"""
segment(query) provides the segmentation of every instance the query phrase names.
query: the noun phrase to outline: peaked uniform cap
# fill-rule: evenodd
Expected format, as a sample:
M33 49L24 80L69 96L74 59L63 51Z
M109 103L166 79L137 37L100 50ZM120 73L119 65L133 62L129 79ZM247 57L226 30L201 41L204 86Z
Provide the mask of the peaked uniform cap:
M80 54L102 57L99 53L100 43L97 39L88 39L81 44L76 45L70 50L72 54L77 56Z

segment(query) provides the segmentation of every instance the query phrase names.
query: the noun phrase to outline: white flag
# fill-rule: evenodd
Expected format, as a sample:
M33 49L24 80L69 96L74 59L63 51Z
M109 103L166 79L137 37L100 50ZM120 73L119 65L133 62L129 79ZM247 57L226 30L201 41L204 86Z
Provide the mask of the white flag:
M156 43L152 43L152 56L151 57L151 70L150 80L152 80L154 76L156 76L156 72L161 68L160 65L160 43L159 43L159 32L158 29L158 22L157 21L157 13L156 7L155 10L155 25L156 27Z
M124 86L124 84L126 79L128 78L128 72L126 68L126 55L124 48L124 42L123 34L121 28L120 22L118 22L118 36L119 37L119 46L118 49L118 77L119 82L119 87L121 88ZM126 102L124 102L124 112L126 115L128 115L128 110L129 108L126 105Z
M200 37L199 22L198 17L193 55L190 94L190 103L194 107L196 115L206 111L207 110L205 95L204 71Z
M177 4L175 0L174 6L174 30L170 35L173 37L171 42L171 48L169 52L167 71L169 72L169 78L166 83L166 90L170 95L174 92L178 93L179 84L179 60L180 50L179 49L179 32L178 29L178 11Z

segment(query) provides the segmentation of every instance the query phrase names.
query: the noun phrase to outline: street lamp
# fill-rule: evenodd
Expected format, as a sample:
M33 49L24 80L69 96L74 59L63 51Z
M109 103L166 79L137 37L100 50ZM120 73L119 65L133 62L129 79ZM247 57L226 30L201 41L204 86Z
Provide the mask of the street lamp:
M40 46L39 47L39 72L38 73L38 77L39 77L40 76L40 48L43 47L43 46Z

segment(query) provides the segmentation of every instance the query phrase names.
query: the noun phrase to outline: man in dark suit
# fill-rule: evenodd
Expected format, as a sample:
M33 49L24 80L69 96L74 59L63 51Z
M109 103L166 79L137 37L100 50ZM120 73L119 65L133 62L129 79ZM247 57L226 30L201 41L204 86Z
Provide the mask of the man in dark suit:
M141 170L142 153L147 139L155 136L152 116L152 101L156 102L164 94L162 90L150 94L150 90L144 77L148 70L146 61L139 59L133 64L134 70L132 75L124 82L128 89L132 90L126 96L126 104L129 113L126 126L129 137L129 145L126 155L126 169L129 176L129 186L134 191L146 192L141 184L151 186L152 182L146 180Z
"""
"""
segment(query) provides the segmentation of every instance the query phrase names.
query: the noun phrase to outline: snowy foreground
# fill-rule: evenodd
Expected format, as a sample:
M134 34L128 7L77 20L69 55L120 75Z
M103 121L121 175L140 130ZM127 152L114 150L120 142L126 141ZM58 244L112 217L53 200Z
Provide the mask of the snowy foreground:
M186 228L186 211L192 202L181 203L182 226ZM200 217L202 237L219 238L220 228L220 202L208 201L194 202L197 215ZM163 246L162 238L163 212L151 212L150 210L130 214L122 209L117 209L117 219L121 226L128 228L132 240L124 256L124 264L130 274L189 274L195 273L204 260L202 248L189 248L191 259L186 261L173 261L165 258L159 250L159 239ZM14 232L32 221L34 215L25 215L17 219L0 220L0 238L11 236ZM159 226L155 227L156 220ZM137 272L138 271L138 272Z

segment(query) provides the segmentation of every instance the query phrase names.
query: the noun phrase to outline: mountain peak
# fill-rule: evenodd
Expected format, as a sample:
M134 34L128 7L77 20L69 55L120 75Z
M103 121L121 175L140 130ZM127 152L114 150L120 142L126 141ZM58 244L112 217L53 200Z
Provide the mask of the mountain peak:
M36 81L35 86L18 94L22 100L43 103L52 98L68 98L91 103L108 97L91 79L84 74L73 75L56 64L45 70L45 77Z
"""
* GOAL
Pick out every line in the records above that contains the word "foreground".

* RESPONSE TO THE EXERCISE
query: the noun phrase to outline: snowy foreground
Provide the mask of the snowy foreground:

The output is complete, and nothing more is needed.